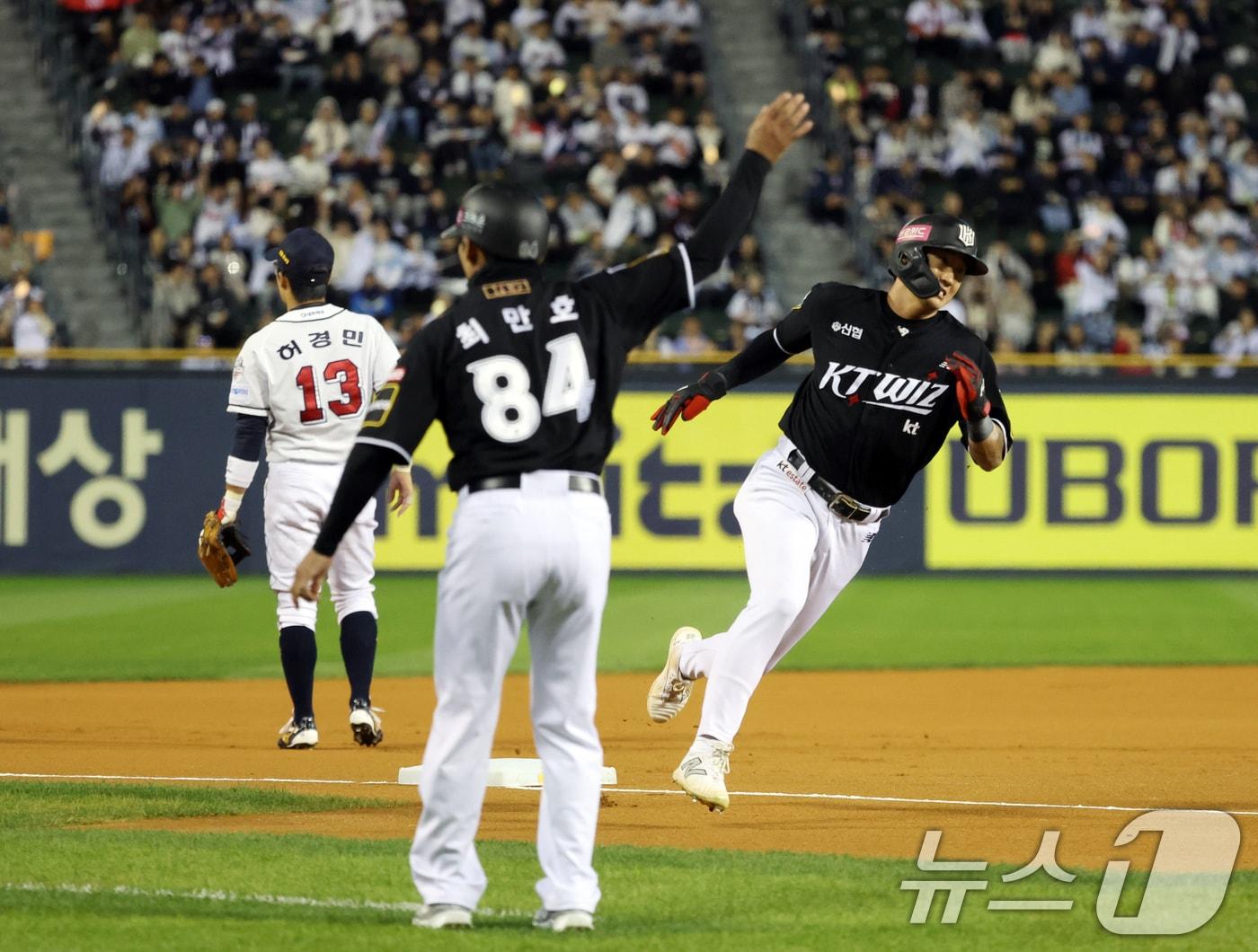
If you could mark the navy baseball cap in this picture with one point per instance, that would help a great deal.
(305, 257)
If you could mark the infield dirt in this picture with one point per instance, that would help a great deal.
(1123, 737)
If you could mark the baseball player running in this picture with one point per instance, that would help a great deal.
(522, 373)
(892, 374)
(299, 383)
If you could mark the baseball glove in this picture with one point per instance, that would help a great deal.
(220, 549)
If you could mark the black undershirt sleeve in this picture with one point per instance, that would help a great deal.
(249, 436)
(644, 292)
(769, 349)
(730, 216)
(365, 471)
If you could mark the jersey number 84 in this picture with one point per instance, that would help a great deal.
(509, 412)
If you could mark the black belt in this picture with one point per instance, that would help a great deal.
(838, 502)
(576, 483)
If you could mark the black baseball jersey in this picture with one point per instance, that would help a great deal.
(524, 373)
(880, 401)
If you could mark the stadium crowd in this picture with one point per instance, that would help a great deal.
(25, 323)
(219, 129)
(1103, 150)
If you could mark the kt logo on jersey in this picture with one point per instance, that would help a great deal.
(890, 390)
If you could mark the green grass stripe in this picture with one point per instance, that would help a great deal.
(27, 804)
(219, 891)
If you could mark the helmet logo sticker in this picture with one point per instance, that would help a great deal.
(915, 233)
(474, 220)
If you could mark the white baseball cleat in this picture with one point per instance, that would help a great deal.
(365, 723)
(443, 916)
(298, 735)
(563, 921)
(701, 773)
(670, 690)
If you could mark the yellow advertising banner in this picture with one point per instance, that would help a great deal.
(670, 499)
(1101, 480)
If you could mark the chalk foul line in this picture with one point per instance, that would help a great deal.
(648, 791)
(223, 895)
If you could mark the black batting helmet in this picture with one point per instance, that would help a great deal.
(505, 220)
(940, 232)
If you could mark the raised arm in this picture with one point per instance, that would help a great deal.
(643, 293)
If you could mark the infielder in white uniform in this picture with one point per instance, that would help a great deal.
(302, 383)
(893, 374)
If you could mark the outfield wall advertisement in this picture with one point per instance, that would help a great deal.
(113, 473)
(1103, 480)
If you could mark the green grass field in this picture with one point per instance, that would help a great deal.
(66, 883)
(66, 886)
(146, 628)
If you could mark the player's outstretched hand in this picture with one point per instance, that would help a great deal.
(970, 387)
(402, 490)
(310, 575)
(689, 401)
(777, 125)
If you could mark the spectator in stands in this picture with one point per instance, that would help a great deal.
(610, 53)
(31, 331)
(1015, 314)
(15, 255)
(1059, 54)
(140, 43)
(1245, 178)
(933, 28)
(676, 144)
(632, 219)
(371, 298)
(1238, 339)
(125, 156)
(681, 15)
(752, 310)
(579, 217)
(828, 192)
(683, 58)
(1069, 96)
(689, 341)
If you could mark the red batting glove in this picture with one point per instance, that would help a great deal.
(970, 386)
(689, 401)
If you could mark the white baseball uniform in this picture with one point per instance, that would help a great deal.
(311, 373)
(799, 558)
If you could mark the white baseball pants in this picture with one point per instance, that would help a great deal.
(297, 497)
(799, 558)
(540, 553)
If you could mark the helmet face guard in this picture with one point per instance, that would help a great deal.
(943, 233)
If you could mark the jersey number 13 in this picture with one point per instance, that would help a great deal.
(509, 412)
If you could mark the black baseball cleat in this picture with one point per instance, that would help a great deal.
(365, 723)
(298, 735)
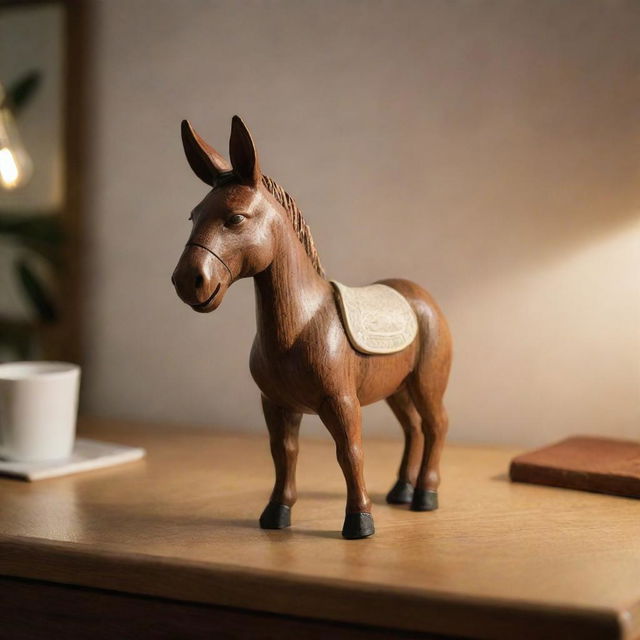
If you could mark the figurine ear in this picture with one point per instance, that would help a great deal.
(243, 152)
(205, 161)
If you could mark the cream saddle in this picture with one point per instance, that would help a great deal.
(377, 318)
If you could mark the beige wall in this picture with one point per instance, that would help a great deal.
(486, 149)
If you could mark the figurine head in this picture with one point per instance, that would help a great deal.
(232, 235)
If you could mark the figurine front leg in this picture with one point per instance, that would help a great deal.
(283, 426)
(341, 416)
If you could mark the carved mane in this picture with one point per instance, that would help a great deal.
(295, 215)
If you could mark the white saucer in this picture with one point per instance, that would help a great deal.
(87, 455)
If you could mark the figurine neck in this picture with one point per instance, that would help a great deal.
(289, 292)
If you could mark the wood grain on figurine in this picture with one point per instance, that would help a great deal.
(586, 463)
(303, 358)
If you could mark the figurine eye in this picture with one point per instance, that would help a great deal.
(234, 220)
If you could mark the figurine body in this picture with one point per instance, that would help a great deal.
(302, 359)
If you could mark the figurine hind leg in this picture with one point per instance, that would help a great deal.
(405, 411)
(283, 426)
(428, 401)
(427, 385)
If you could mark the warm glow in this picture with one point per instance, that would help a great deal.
(9, 173)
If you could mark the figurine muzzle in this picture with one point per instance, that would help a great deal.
(200, 278)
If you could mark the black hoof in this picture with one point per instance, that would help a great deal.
(424, 500)
(275, 516)
(401, 493)
(358, 525)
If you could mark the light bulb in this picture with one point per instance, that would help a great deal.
(15, 164)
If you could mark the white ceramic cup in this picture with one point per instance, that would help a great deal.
(38, 410)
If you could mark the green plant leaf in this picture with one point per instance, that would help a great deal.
(36, 292)
(20, 92)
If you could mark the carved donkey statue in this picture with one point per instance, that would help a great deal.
(320, 347)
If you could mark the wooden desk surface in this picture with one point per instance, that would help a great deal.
(498, 560)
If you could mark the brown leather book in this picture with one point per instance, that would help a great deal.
(585, 463)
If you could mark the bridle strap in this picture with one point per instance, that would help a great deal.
(214, 254)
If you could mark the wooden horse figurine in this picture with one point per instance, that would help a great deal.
(302, 358)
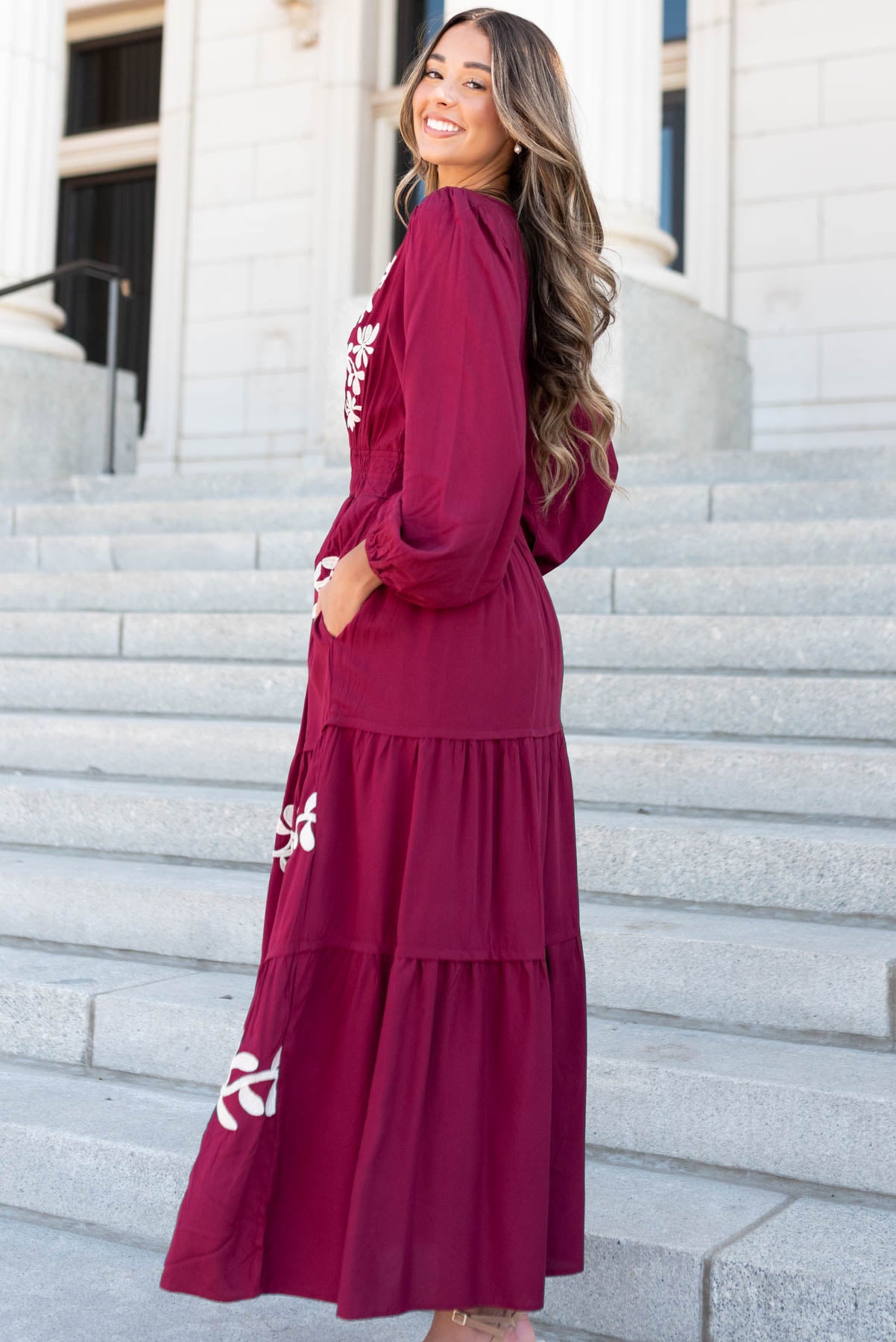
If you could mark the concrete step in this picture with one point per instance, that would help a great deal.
(766, 974)
(112, 1153)
(769, 778)
(829, 706)
(57, 1286)
(795, 778)
(833, 541)
(297, 481)
(842, 706)
(300, 479)
(160, 819)
(247, 590)
(649, 1236)
(701, 642)
(664, 503)
(667, 503)
(813, 1113)
(735, 590)
(144, 1016)
(196, 689)
(818, 1270)
(82, 901)
(790, 643)
(795, 590)
(836, 870)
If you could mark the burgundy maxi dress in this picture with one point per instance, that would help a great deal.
(403, 1124)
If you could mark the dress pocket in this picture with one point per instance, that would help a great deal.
(357, 617)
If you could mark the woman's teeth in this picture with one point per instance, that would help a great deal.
(443, 127)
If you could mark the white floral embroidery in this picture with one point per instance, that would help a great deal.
(364, 348)
(360, 349)
(288, 825)
(329, 561)
(354, 376)
(251, 1102)
(379, 286)
(352, 409)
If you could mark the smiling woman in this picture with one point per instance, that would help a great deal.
(419, 1013)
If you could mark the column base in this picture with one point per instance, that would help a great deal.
(28, 321)
(54, 416)
(681, 376)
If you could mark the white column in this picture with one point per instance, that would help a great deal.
(157, 449)
(707, 210)
(612, 57)
(33, 53)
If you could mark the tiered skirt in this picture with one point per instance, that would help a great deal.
(403, 1124)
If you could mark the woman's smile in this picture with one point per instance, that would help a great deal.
(441, 127)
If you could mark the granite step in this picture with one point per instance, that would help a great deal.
(765, 778)
(813, 1113)
(730, 590)
(136, 906)
(664, 544)
(669, 503)
(746, 974)
(828, 643)
(651, 1241)
(300, 478)
(835, 870)
(662, 702)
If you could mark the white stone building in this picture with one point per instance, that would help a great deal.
(242, 156)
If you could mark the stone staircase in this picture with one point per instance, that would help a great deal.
(730, 706)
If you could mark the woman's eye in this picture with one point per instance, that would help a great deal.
(474, 82)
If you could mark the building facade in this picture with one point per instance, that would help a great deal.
(239, 157)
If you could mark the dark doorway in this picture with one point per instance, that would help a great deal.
(109, 216)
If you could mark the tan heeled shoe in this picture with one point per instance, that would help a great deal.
(495, 1322)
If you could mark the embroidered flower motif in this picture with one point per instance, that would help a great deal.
(362, 350)
(251, 1102)
(352, 409)
(330, 563)
(360, 353)
(356, 376)
(288, 825)
(379, 286)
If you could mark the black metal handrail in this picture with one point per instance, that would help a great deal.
(119, 283)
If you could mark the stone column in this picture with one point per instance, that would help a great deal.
(707, 208)
(679, 374)
(33, 54)
(612, 55)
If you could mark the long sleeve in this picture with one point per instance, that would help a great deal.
(558, 535)
(446, 538)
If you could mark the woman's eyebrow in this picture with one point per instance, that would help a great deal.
(468, 65)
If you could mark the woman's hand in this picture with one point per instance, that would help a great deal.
(349, 585)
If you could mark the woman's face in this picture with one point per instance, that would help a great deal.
(456, 89)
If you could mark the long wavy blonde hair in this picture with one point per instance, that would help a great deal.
(572, 288)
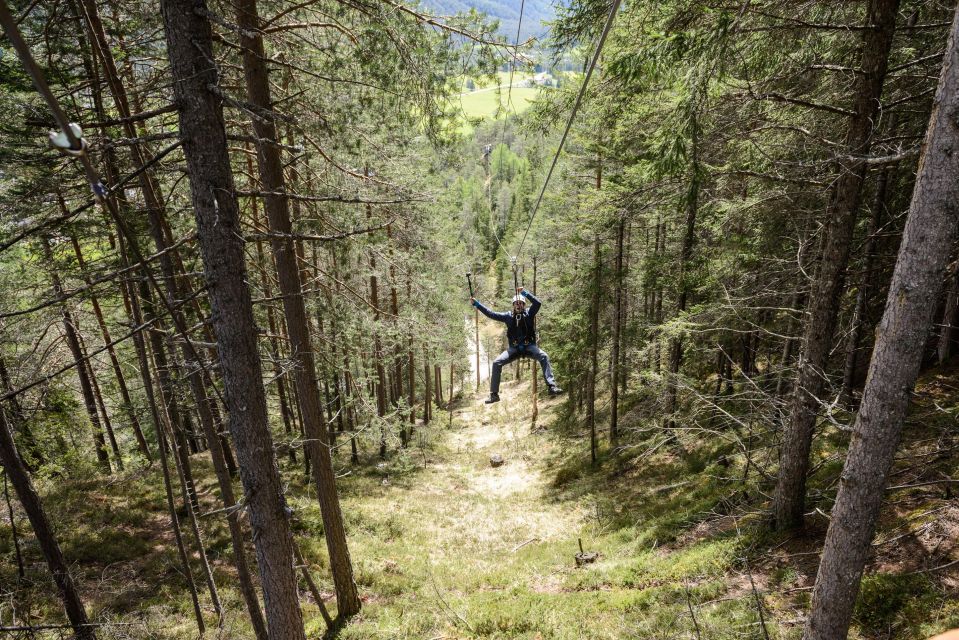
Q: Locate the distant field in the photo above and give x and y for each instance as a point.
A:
(484, 104)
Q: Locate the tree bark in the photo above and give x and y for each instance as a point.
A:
(73, 341)
(297, 324)
(190, 50)
(950, 317)
(27, 494)
(865, 282)
(114, 360)
(903, 332)
(789, 501)
(593, 351)
(617, 336)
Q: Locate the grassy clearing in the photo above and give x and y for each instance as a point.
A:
(446, 546)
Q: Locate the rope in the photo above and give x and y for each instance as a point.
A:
(502, 138)
(512, 67)
(572, 116)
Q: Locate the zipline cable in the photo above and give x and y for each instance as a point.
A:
(572, 116)
(502, 138)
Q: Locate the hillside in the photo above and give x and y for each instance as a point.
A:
(535, 14)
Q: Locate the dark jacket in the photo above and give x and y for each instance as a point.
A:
(520, 328)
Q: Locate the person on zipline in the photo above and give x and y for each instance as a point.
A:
(521, 334)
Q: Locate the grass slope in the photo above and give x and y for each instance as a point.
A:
(447, 547)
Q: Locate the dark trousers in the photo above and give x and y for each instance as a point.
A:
(514, 353)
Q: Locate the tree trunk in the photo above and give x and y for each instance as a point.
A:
(593, 351)
(427, 392)
(950, 317)
(685, 255)
(189, 47)
(73, 341)
(790, 496)
(865, 282)
(617, 336)
(114, 360)
(101, 405)
(21, 573)
(19, 418)
(297, 324)
(30, 500)
(903, 332)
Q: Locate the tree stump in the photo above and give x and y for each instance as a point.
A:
(585, 557)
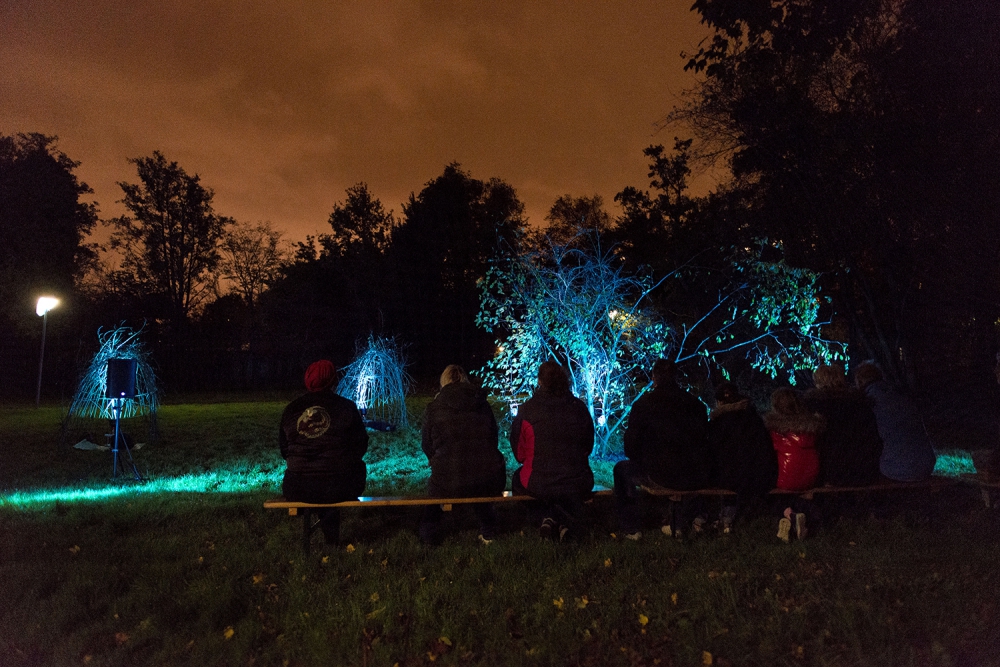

..............................

Rewrite the records starting at the line containing "Q: Locate the tree stump" and ending at the end of the records, replacing "photo" with "image" and keeping everything else unchanged. Leave out any pictures.

◆ Solution to this problem
Q: Locate the tree stump in the image above and give x and y for each instance as a point.
A:
(585, 557)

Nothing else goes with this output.